** YOUR INSTRUCTIONS **
Present an exact copy of each line below.

** DATA TO PROCESS **
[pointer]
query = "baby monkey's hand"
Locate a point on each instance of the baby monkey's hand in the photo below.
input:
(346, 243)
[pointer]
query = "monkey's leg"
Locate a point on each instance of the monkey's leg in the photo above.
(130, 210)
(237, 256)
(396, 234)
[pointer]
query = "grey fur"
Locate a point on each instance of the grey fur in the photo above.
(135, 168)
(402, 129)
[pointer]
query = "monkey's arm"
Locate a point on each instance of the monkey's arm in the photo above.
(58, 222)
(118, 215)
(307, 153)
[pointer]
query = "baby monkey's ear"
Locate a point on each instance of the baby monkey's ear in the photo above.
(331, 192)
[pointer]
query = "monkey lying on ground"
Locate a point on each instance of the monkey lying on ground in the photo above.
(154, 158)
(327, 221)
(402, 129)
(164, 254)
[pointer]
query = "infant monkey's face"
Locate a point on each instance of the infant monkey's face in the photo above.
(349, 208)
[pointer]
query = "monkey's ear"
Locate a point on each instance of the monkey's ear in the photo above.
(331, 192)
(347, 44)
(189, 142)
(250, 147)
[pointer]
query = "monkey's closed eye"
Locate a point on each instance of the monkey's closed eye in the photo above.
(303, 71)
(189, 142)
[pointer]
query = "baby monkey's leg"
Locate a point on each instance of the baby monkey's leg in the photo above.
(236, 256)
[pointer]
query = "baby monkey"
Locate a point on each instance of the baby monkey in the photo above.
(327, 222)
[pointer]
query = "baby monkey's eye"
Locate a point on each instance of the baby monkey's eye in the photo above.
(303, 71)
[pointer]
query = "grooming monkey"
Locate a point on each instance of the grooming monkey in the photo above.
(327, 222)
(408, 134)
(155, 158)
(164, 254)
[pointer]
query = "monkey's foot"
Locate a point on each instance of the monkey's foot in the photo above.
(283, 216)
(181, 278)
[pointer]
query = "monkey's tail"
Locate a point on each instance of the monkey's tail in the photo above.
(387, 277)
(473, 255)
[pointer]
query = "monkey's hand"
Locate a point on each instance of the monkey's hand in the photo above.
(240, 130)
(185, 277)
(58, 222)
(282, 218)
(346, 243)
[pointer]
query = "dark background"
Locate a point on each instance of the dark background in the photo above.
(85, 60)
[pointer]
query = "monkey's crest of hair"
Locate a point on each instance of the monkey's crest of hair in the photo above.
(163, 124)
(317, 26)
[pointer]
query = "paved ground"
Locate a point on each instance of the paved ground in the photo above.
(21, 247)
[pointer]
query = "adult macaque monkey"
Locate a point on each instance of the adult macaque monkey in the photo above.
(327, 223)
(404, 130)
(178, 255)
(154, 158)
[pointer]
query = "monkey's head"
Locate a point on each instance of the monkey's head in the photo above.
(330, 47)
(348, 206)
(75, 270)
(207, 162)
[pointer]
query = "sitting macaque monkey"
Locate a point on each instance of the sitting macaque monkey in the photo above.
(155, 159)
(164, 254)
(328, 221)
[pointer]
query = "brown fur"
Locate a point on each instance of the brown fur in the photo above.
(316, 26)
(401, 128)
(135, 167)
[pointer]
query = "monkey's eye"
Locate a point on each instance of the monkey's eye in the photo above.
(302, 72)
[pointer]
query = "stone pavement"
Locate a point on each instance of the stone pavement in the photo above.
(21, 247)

** EXERCISE OUTPUT **
[pointer]
query = "baby monkey's hand"
Locate a point on each instance of the baby monkey's hand in the photo below.
input:
(346, 243)
[pointer]
query = "monkey's leg"
Locate a point on each instance of the monkey's leg in the photo above.
(130, 210)
(237, 256)
(396, 234)
[pointer]
query = "grey fur"
Locate a point on each instance of the grey fur in the photo above.
(135, 168)
(402, 129)
[pointer]
query = "monkey's arm"
Locate a point on each instance of the monkey's arm in the photo above.
(58, 222)
(118, 215)
(307, 153)
[pointer]
query = "baby monkey's ear"
Locate a point on each instance of the baby monkey's ear in the photo above.
(331, 192)
[pointer]
query = "monkey lying on ground"
Locate a point on each instance of the monkey lying on ground in the photo above.
(154, 158)
(327, 221)
(402, 129)
(164, 254)
[pointer]
query = "infant monkey's face"
Locate a point on each instance of the infant monkey's face in the photo above.
(349, 208)
[pointer]
query = "monkey's ear"
Locate a point on each instance of the monkey's ear in the photo above.
(331, 192)
(347, 44)
(189, 142)
(250, 147)
[pointer]
query = "monkey's closed eye"
Locate a point on each instance of the monkey's closed eye in the photo above.
(303, 71)
(189, 142)
[pointer]
query = "baby monkey's leg"
Locate a point on each instance of the baby monkey's leg in the photo above.
(236, 256)
[pointer]
query = "baby monkey"
Locate a point on each instance of the baby monkey in the photo above.
(327, 222)
[pointer]
query = "baby monkey's eye"
Locate a point on each instance of the baby monkey's eye in the photo above.
(303, 71)
[pointer]
query = "grooming monkey"
Locate a point on each instance of the grooming monkey in the photo above.
(327, 222)
(408, 134)
(155, 158)
(164, 254)
[pointer]
query = "monkey's foot"
Locate a point on each instance of the monkey's foot in the photo above.
(283, 216)
(181, 278)
[pointer]
query = "monkey's tail"
Locate a point on each instance of the monkey's tail in the photo above.
(387, 277)
(473, 255)
[pointer]
query = "monkey's hand"
Locate a point on each instance of the monkey's hand in the photo above.
(240, 130)
(185, 277)
(58, 222)
(282, 218)
(346, 243)
[pointer]
query = "dark background"
Locate a point on each instance of the dark background in the photo above.
(85, 60)
[pointer]
query = "monkey's crest of hair"
Locate a point on each instance of the monkey's crest of hair in the photo above.
(163, 124)
(317, 26)
[pointer]
query = "paved ground"
Locate a point on each instance of the paved ground in the photo above.
(21, 247)
[pointer]
query = "adult macaque monkey"
Locate a point on each instance of the adult macaque monkey in the photo above.
(327, 223)
(404, 130)
(178, 255)
(154, 158)
[pointer]
query = "monkey's head"
Locate a point on each instance of the monkey's head in the photo above.
(330, 47)
(348, 206)
(75, 270)
(207, 162)
[pointer]
query = "sitting macaque monkey"
Locate a point on each instance of the sitting macaque monkey in the photo above.
(155, 159)
(164, 254)
(328, 221)
[pointer]
query = "brown fur"
Locate a point on each instance of the brown fur in the photo above.
(316, 26)
(401, 128)
(135, 167)
[pointer]
query = "monkey's eye"
Locate a point on each instance of the monkey's eye in the photo above.
(302, 72)
[pointer]
query = "stone pavement"
Locate a point on each instance of the stone pavement in the photo above.
(21, 247)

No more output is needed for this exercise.